-- begin SUPPLIED PASSAGE --
# Neighbor break's into house to beat German Shepherd



## Linzi (Mar 23, 2010)

What a horrible person,i know what i would like to do with that rake.
Mission Viejo man arrested on charges of beating neighbor's dog with a rake | L.A. NOW | Los Angeles Times
Linzi


----------



## vat (Jul 23, 2010)

OMG! I hope they throw the book at him, what an arse! Geeze why not just call the cops. I know what I would do if someone beat my dogs


----------



## 48496 (Sep 1, 2010)

OMG!!!! Permanent damage to this beautiful animal!!!! Oh wow, I don't know what I would do if someone beat my precious dog.


----------



## Linzi (Mar 23, 2010)

I dont know how she can ever feel safe in her own home again.What would the police have done if she had bitten him ?.
Linzi


----------



## Syaoransbear (Sep 25, 2008)

That is horrifying, and that neighbor is clearly imbalanced. He didn't even tell the neighbor the dog was barking, he just went in there and attempted to beat it to death.


----------



## selzer (May 7, 2005)

I hope he gets the whole six years and eight months. I hope while he is in there, someone shoves a shiv in him. I hope he loses an eye. 

What a complete zero.


----------



## Zisso (Mar 20, 2009)

How sad for such a beautiful girl to be hurt so badly when it could have been handled in so many better ways.
-- end SUPPLIED PASSAGE --
-- begin SOURCE DATA --
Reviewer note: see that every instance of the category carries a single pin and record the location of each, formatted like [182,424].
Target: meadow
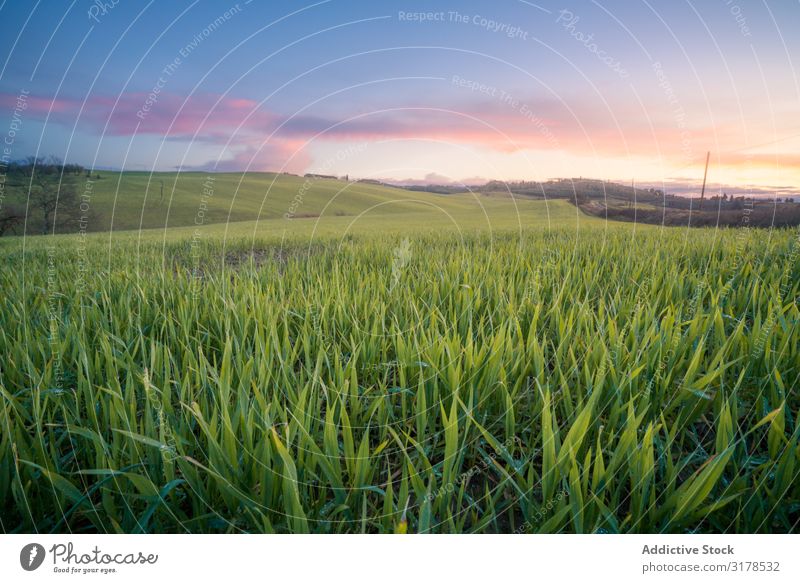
[454,366]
-- end SOURCE DATA --
* [WHAT NEEDS TO BE DONE] Resume the forum thread on the neighbor who broke in and beat a German Shepherd, picking up right after its last post.

* [RESULT]
Some college kids moved into a new house right behind me and of course college kids party hardy. One morning another neighbor heard the hung over students yelling that they were going to kill the barking dogs. She was not sure if my dogs were barking at the time or not but I do try to be mindful of their behavior, especially since I rent. I would be devastated if any one did any thing to my babies.


----------



## jagsir (Oct 19, 2010)

now im scared. my neighbor keeps harassing me about my dog barking when he never is. oh no

ps he's a cop and works with a german shepherd.


----------



## KZoppa (Aug 14, 2010)

i know if someone beat my dogs, they'd better be afraid for themselves if i ever caught them. I hope this b*****d gets the full sentence. There is absolutely NO reason for that kind of behavior.


----------



## patti (Apr 7, 2010)

That man must have been on drugs if he wasn't too afraid to come in a GSD's home and come at him with a rake. I'm surprised the man had no injuries!


----------



## Baersmama (Jun 15, 2010)

He needs to be beaten with a rake. I would be willing to take a couple whacks at him.... anyone want to get in line with me??


----------



## Hunther's Dad (Mar 13, 2010)

Rope. Tree. Dog-beating burglar.

Some assembly required.


----------



## DharmasMom (Jul 4, 2010)

I. Would. Kill. Him. Period, end of story. My neighbor's dog barks at ungodly hours and I have never, not once, thought of harming the dog. The neighbor who lets the dog out at midnight OTOH...

I really hope he kids a big cell mate named Sugar who can teach him what it is like to be at the mercy of someone bigger than him.


----------



## CaliBoy (Jun 22, 2010)

DharmasMom said:


> I really hope he kids a big cell mate named Sugar who can teach him what it is like to be at the mercy of someone bigger than him.


Are you old enough to remember the 70's cop show "Get Christie Love?" She was a pretty black cop who would throw the cuffs on the big, bad criminals and yell, "you're under arrest, Sugar!" My blood was boiling as I read this thread.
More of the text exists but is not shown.